_WHAT THIS TASK INVOLVES_. Gather every line of the entries below that contains the word "positive", and copy each one.

=== Begin Enclosure ===

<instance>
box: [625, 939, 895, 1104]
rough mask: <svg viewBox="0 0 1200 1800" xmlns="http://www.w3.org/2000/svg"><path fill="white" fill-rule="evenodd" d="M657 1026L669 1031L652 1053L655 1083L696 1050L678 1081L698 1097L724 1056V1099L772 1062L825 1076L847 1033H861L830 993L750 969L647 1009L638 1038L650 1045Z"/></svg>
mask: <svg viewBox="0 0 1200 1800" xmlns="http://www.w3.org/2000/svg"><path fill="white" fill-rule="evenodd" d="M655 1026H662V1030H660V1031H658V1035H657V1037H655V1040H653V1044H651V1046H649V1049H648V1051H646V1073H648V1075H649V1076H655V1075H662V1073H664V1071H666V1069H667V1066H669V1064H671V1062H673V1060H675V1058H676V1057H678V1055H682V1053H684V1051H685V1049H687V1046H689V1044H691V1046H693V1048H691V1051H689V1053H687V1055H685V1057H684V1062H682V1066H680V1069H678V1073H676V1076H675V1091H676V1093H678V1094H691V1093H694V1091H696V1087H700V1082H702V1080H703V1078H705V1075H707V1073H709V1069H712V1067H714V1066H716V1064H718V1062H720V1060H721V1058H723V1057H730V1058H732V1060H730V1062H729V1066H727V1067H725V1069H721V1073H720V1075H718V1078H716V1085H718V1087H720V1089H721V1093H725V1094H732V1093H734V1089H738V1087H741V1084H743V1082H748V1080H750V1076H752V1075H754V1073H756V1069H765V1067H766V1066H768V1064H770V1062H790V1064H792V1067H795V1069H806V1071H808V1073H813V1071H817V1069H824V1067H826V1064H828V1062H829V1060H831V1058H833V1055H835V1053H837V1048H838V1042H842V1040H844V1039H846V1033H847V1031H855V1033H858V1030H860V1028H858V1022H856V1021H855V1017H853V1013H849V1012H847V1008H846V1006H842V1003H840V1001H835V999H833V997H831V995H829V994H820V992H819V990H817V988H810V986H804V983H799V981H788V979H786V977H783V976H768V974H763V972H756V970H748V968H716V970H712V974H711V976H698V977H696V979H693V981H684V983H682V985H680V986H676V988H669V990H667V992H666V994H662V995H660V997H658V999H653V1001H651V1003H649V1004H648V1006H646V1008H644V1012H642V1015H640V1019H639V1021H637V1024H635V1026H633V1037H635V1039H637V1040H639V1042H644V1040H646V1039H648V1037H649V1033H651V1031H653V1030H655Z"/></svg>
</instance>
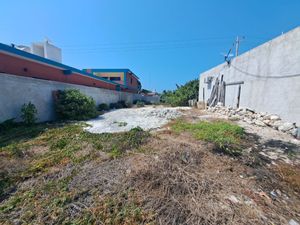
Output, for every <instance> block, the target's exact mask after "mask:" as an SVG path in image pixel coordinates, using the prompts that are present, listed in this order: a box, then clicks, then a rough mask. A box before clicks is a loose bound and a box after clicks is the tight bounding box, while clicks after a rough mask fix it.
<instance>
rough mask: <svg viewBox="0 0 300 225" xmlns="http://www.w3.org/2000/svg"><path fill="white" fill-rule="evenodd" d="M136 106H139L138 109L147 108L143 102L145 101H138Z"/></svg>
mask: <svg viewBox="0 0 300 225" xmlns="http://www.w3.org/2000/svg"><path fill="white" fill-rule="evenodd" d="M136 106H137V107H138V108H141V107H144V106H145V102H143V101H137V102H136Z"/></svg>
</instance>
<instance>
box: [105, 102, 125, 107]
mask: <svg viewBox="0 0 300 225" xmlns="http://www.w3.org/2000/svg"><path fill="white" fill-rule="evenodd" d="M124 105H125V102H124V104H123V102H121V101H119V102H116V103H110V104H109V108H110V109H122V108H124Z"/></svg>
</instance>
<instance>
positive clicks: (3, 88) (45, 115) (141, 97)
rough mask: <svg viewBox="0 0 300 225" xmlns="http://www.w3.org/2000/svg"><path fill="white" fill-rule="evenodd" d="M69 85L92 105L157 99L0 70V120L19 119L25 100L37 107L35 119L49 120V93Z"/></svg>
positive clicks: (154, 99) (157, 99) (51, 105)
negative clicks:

=== End Enclosure ===

_SOLUTION TO THIS EXERCISE_.
positive clicks: (3, 88) (45, 115) (141, 97)
positive clicks: (154, 99) (157, 99) (51, 105)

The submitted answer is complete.